- [WHAT THE TASK ASKS]: Run through the records and show each line that includes the string "railing".

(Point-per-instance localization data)
★ ★ ★ ★ ★ ★ ★

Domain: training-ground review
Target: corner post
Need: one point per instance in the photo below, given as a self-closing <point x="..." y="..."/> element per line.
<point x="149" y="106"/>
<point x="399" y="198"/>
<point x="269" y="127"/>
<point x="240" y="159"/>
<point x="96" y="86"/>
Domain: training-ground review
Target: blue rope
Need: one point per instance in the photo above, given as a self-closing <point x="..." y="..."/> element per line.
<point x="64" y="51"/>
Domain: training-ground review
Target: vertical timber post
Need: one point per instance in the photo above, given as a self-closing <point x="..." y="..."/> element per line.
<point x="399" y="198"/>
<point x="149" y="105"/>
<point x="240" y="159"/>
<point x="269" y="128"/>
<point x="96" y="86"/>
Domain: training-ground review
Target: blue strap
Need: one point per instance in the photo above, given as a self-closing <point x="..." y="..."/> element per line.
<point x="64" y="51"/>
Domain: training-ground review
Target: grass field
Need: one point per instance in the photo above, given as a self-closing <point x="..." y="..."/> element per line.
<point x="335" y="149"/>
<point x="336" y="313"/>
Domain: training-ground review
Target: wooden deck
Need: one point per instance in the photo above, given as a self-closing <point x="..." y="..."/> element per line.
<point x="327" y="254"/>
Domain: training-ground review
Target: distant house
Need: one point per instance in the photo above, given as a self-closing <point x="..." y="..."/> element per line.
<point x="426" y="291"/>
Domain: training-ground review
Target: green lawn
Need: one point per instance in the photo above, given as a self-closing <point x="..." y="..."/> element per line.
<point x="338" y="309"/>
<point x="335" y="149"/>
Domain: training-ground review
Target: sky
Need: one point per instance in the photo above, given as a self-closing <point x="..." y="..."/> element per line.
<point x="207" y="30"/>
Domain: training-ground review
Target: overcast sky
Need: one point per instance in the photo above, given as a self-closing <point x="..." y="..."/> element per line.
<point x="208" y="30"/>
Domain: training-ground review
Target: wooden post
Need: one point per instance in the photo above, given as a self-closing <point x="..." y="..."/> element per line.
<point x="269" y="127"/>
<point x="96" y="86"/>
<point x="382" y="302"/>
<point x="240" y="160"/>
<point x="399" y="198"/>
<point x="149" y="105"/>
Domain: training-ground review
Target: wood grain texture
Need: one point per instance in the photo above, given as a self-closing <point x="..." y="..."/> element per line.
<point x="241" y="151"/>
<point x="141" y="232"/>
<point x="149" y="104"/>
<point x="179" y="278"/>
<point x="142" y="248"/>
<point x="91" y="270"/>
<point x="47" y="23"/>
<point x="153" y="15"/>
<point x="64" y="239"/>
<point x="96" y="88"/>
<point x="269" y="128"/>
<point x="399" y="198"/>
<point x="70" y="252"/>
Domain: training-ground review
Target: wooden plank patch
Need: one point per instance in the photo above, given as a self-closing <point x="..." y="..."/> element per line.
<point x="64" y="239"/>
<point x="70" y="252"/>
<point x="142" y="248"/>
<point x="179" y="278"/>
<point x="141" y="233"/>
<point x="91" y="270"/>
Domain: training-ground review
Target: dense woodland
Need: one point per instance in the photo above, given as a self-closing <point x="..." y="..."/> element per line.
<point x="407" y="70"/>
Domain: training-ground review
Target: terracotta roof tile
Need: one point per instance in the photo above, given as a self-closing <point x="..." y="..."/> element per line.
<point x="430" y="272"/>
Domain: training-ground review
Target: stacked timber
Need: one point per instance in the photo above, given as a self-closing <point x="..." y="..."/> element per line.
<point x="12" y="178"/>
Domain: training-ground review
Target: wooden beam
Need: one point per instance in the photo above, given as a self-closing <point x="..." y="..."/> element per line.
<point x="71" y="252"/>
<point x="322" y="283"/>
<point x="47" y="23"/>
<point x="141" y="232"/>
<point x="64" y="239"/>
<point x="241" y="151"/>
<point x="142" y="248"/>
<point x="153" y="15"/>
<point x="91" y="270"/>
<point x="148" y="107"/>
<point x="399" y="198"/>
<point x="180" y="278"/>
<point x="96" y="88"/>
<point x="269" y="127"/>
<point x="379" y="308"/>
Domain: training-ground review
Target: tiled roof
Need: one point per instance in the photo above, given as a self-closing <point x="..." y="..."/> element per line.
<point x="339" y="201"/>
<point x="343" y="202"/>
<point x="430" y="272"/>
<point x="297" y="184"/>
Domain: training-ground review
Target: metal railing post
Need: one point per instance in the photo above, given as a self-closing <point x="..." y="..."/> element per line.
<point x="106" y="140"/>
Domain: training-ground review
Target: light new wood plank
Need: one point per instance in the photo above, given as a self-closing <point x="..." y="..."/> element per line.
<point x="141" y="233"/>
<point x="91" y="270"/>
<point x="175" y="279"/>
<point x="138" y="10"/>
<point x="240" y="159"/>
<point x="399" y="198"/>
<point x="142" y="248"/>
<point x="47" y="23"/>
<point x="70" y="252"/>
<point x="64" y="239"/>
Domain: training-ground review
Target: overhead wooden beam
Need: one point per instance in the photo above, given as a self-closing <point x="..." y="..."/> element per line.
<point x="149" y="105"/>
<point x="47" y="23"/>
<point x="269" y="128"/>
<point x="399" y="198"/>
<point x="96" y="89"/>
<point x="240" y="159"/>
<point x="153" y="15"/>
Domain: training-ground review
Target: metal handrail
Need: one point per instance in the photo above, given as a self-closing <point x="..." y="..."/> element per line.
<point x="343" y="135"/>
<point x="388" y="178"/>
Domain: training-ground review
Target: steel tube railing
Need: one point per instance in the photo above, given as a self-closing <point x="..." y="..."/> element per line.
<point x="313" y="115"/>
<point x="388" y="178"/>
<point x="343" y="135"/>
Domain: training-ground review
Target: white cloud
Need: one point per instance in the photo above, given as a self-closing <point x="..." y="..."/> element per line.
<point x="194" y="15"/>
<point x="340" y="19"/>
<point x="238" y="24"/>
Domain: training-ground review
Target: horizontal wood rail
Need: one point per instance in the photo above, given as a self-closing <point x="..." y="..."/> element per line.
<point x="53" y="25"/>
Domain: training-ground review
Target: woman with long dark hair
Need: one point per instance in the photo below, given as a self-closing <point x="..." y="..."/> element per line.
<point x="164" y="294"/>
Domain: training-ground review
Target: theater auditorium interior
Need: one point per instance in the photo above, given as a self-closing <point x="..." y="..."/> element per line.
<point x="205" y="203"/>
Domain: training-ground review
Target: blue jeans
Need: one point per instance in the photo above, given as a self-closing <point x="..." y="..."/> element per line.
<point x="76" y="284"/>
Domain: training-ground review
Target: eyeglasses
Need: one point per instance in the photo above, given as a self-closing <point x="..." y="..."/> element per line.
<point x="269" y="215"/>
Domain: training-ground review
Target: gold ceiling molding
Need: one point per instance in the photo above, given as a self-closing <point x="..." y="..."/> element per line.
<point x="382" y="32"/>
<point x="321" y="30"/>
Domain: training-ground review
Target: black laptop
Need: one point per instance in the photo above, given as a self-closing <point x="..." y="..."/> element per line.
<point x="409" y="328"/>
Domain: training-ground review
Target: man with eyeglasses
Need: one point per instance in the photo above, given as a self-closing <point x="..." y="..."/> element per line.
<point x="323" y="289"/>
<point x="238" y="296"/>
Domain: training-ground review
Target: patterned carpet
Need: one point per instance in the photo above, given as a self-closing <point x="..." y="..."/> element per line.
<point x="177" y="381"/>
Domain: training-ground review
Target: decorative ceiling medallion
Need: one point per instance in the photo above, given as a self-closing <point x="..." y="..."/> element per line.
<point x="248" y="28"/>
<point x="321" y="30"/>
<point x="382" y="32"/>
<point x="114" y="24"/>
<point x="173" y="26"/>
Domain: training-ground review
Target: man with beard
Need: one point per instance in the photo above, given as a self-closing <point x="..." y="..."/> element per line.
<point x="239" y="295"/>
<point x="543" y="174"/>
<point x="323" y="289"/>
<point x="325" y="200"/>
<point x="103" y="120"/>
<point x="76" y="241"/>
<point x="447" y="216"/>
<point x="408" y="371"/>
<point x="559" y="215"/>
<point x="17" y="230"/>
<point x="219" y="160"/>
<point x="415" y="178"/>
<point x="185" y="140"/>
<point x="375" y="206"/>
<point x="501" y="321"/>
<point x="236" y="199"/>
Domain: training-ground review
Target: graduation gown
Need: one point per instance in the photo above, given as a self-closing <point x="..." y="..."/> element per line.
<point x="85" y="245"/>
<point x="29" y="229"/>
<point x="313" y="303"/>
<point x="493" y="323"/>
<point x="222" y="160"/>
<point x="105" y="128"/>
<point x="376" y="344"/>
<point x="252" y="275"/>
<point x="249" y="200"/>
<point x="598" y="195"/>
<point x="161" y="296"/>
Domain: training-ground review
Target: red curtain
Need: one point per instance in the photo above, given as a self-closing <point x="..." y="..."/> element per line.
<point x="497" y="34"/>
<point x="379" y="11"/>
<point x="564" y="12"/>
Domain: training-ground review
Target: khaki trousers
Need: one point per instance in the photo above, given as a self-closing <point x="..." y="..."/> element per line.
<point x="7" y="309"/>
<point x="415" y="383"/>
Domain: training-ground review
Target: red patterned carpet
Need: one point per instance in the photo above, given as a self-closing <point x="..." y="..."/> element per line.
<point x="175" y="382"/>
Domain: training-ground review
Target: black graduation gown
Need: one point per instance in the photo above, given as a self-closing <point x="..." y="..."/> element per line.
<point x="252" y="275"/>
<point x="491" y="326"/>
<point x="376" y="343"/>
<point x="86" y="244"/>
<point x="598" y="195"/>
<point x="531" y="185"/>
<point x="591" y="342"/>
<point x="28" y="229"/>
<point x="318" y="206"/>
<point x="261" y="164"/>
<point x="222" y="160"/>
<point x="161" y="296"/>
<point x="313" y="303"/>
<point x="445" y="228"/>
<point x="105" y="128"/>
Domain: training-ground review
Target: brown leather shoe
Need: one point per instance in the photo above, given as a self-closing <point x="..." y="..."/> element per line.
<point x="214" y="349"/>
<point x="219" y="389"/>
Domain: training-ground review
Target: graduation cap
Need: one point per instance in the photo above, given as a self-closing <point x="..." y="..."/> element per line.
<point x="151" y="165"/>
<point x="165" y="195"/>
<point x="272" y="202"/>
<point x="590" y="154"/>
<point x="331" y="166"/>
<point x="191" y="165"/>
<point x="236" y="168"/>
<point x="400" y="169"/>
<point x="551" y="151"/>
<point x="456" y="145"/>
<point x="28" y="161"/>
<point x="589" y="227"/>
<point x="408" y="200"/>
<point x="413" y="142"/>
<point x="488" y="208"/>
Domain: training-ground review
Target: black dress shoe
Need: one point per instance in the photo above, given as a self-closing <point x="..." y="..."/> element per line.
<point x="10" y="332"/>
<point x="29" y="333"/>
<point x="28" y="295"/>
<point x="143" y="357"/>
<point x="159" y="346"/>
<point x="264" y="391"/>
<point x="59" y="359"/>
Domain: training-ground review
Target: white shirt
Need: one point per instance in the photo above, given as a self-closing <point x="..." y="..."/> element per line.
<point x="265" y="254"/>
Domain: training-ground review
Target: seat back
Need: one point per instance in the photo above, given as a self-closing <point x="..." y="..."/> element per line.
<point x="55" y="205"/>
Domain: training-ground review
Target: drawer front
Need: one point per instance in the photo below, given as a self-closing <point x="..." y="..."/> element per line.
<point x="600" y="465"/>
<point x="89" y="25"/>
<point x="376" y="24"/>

★ ★ ★ ★ ★ ★ ★

- [ANSWER TO THIS PROBLEM]:
Target: metal railing post
Target: steel tube railing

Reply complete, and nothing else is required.